(Saved data entries)

---

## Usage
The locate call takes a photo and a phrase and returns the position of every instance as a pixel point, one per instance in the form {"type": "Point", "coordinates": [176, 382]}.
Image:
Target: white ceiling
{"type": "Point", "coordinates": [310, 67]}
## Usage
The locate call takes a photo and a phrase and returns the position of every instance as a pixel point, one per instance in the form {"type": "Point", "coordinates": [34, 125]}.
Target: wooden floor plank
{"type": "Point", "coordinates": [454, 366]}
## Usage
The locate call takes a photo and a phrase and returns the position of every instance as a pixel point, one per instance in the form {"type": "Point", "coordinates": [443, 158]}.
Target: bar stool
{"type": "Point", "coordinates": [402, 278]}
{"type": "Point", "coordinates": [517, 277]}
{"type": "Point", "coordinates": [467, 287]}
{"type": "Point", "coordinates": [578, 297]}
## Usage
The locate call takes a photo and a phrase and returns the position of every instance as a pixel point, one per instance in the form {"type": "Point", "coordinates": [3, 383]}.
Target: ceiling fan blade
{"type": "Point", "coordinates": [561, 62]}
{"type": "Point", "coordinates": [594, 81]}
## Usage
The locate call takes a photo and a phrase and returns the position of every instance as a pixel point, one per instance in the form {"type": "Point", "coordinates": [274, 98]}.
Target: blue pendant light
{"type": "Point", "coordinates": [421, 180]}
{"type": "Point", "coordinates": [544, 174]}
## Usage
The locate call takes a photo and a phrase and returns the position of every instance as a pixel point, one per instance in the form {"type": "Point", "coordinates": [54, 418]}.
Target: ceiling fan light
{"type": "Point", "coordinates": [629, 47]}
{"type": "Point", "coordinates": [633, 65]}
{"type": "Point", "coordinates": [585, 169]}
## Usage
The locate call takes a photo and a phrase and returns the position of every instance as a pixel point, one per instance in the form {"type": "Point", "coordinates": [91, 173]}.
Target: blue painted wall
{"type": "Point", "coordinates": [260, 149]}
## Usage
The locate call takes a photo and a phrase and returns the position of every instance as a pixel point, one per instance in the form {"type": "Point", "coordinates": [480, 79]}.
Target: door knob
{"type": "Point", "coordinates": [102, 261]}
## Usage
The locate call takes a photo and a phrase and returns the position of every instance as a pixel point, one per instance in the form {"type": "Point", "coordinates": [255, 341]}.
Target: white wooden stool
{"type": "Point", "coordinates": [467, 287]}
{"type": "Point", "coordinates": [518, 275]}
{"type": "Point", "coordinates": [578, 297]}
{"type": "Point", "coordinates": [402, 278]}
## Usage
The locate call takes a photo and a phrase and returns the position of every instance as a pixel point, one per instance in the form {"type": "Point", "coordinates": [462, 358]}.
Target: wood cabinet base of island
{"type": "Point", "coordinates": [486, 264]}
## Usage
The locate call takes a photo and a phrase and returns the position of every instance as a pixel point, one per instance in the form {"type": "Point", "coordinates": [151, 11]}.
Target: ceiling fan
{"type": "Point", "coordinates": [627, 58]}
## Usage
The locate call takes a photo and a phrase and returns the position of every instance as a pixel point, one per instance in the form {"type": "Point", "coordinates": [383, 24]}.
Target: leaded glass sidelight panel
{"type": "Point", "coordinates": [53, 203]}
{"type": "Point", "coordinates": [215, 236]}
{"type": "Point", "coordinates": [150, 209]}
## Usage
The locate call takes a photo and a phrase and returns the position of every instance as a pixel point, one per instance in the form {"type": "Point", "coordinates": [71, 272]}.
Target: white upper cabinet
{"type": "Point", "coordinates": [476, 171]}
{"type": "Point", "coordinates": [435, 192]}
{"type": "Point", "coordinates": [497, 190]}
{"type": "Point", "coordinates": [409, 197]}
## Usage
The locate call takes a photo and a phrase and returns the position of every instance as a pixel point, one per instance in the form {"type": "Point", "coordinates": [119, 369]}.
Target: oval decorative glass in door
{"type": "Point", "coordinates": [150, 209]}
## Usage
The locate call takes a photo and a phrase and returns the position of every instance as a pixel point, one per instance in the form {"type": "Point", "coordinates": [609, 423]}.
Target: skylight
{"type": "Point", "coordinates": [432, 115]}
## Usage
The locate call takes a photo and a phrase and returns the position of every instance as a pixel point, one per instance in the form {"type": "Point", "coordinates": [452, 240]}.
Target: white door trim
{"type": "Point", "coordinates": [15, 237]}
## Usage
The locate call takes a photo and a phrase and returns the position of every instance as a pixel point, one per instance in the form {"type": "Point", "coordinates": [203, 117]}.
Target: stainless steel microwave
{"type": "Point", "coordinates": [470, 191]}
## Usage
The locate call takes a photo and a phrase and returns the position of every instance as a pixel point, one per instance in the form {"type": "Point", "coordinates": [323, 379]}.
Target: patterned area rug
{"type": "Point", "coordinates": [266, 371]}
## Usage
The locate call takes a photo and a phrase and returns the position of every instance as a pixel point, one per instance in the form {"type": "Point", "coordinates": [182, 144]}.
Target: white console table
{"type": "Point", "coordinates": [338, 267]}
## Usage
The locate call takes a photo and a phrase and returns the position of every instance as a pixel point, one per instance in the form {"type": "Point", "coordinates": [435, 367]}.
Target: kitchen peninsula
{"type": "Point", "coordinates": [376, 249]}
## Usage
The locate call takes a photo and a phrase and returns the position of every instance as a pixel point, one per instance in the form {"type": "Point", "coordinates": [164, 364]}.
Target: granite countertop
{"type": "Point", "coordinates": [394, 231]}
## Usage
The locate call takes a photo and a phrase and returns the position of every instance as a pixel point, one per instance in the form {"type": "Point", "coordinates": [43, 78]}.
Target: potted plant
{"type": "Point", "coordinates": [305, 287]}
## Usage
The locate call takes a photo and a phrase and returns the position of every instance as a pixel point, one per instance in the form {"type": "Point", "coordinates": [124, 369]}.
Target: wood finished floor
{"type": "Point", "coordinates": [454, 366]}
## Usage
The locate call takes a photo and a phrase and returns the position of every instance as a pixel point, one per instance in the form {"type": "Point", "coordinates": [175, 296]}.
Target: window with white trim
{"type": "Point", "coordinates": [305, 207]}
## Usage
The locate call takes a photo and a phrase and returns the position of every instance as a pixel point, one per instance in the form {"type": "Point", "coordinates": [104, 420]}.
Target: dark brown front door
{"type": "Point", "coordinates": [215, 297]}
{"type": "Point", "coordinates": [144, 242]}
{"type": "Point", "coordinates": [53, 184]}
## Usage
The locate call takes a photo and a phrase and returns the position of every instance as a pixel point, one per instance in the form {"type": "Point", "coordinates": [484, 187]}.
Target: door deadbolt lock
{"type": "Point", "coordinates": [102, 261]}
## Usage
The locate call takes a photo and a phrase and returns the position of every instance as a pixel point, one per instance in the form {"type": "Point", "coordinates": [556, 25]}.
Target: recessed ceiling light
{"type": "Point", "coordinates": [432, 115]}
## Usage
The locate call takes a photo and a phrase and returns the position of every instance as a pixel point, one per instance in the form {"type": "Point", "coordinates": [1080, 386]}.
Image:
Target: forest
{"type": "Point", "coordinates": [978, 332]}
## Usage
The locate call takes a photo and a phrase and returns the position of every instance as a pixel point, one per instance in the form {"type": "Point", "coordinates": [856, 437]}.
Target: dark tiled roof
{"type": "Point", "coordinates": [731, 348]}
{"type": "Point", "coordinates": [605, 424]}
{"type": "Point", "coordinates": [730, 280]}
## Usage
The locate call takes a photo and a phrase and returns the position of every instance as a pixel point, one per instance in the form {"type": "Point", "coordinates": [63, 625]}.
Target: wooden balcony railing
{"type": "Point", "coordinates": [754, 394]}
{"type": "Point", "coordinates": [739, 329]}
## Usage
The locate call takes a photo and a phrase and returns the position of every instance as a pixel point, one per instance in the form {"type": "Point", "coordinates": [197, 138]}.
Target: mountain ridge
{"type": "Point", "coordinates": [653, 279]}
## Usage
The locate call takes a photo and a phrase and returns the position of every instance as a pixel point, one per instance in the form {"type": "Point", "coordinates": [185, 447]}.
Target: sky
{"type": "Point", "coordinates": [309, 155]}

---

(Required task): Show each line of the data above that contains the word "wooden".

(Solution):
Target: wooden floor plank
Target: white wooden stool
Target: wooden balcony railing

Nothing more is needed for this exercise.